→ Problema:
Você consegue levar adiante o trecho sobre o tratamento da dismenorreia, escrevendo a continuação logo após a última frase apresentada?

→ Trecho selecionado:
• • •
O tratamento da dismenorréia primária visa a eliminação da dor, através de drogas ou medidas que diminuam a ação das prostaglandinas. O tratamento da dismenorréia secundária se baseia em duas etapas: tratar a doença de base e diminuir a ação das prostaglandinas.

Para facilitar a abordagem terapêutica da dismenorréia primária podemos dividir o tratamento em três etapas diferentes. Na primeira etapa abordaremos as medidas adotadas para redução das prostaglandinas; na etapa dois o objetivo é minimizar a ação delas no útero, provocando o seu relaxamento e diminuição da pressão; e na terceira etapa o tratamento focalizará a dor, tanto na sua origem como na sua interpretação física e psíquica.

Etapa 1: Liberação da prostaglandina
Nessa primeira etapa o objetivo principal é a adoção de medidas que reduzam ou impeçam a liberação e a ação das prostaglandinas, tais como: calor local, antiinflamatórios não hormonais (AINH), anticoncepcionais hormonais.

1. Calor local
O calor local, obtido através de bolsa de água quente ou mesmo repouso na cama, diminui muito a dor pélvica, pois a dilatação dos vasos que irrigam o útero facilita a metabolização das prostaglandinas locais e, conseqüentemente, reduz sua ação sobre a musculatura.
• • •
→ Itens do conjunto:
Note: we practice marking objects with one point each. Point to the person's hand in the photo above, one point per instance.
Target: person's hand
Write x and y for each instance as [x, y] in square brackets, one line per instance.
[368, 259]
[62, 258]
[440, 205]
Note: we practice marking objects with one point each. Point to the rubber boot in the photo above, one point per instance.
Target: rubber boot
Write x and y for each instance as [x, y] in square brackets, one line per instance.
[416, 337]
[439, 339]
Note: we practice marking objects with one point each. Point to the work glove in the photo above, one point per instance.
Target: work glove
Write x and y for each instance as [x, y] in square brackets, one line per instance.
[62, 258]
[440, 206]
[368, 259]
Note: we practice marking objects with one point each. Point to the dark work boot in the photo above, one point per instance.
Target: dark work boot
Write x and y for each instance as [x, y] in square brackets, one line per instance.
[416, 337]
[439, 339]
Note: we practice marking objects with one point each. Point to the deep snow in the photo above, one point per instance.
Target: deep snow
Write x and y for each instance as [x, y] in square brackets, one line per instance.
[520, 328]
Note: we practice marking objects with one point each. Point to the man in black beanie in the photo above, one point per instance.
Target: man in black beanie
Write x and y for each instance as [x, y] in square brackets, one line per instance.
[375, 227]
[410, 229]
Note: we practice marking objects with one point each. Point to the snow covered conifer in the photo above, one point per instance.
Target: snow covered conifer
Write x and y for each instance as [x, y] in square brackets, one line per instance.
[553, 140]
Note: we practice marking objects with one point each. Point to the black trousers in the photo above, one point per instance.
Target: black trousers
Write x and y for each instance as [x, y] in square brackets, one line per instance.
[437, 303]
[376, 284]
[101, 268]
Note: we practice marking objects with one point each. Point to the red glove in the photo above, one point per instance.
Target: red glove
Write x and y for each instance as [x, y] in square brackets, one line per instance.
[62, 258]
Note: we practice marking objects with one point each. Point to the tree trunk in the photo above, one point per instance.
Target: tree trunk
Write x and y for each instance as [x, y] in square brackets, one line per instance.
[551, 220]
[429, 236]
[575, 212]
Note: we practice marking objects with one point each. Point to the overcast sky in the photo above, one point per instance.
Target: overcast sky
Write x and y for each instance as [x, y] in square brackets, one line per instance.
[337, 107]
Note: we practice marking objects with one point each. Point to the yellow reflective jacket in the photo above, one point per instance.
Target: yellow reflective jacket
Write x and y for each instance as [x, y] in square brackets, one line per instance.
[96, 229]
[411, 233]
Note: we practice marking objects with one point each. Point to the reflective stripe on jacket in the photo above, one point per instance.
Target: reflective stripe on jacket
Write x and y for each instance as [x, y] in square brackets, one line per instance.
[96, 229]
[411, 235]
• • •
→ Espaço para resposta:
O oposto ocorria quando a mulher tomava banho geralmente frio e permanecia com o cabelo molhado (pois antigamente não havia banheiro interno, chuveiro ou secador). A vasoconstrição causada pelo resfriamento do corpo provocava aumento da dor e por isso os mais antigos alertavam: “não lave a cabeça quando estiver menstruada”, pois a cólica vai piorar. Hoje, felizmente, tomar banho quente e secar os cabelos para evitar o resfriamento reduz a probabilidade de ocorrer a cólica e retira os odores freqüentes da menstruação.

2. Antiinflamatórios não hormonais (Tabela 1)
Os antiinflamatórios não hormonais (AINHs) são atualmente as drogas mais utilizadas e mais eficazes para o tratamento da dismenorréia. Eles atuam inibindo a síntese e ação das prostaglandinas, reduzindo não somente a dor no baixo ventre, mas também os demais sintomas físicos, como cefaléia, dor nas pernas, dor nas mamas, diarréia etc. Entretanto a escolha do antiinflamatório não hormonal (AINH) deve basear-se em dois critérios: maior eficácia clínica e menor incidência de efeitos colaterais.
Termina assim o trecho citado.